The design of Kildrought is attributed to Thomas Burgh (1670-1730), Surveyor General of Ireland, who also designed the Library of Trinity College, Dublin (the building that contains The Long Room).

The design of Kildrought is attributed to Thomas Burgh (1670-1730), Surveyor General of Ireland, who also designed the Library of Trinity College, Dublin (the building that contains The Long Room): A Prospect of the Library of Trinity College, Dublin, 1753, After Joseph Tudor (1695-1759). Print courtesy of the National Gallery of Ireland.

The house is two storeys to the front elevation and three to the rear (including a basement) and is five bays wide with a central entryway on the front facade. There is a pediment on the front facade and the arched window stretches up into the pediment. The National Inventory tells us that the use of early red brick (now painted yellow) to the dressings is an attractive feature of the composition and reveals a high quality of craftsmanship in the locality, notably to the profiled courses to the eaves. [4] The house is lime plastered, and has a two storey lean-to to one side with a pretty arched window, and a sundial installed by June, the current owner.

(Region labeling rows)

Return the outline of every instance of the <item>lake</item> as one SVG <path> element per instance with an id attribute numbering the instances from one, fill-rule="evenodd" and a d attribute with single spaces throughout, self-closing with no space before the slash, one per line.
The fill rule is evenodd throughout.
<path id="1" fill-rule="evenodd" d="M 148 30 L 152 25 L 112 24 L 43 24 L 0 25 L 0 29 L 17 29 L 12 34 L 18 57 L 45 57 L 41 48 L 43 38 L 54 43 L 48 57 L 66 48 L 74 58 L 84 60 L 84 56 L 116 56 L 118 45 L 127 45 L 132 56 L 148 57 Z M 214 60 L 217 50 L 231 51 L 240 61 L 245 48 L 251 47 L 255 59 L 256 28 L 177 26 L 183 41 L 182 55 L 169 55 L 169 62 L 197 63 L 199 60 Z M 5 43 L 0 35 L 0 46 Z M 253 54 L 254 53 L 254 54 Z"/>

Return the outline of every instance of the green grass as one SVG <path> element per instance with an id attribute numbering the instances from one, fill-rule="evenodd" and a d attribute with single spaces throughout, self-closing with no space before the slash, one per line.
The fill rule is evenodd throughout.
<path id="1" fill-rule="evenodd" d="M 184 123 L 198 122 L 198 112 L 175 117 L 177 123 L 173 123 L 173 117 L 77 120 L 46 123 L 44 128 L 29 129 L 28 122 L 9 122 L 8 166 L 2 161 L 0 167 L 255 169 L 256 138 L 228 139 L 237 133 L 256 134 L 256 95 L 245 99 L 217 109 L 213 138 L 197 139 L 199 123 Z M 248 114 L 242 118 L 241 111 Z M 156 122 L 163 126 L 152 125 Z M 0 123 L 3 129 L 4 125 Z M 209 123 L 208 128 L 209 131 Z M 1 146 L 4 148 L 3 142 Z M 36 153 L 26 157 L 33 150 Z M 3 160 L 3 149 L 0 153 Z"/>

[Task description] Continue the passage on the design of Kildrought, starting right after its final sentence.

[Expected output]
The brickwork of the eaves, repeated here on the one storey section of the house, is unusual. Photograph © Jennifer Winder-Baggot, www.irishhistorichouses.com
Sundial installed by the current owner, June. Photograph © Jennifer Winder-Baggot, www.irishhistorichouses.com
This entrance to the forecourt is from the carriage entrance to one side of the house. Photograph © Jennifer Winder-Baggot, www.irishhistorichouses.com
The carriage entrance of Kildrought, restored by the Stuarts. Photograph © Jennifer Winder-Baggot, www.irishhistorichouses.com

Stone steps lead up to the front door from the forecourt, and one walks over a bridgeway over the basement level. Over the front door is a decorative fanlight.

Kildrought. Photograph © Jennifer Winder-Baggot, www.irishhistorichouses.com

The current owners purchased the house in 1985, the first time it came on the market in 265 years, as before that, it was a leasehold property on the estate of William Conolly (1662-1729).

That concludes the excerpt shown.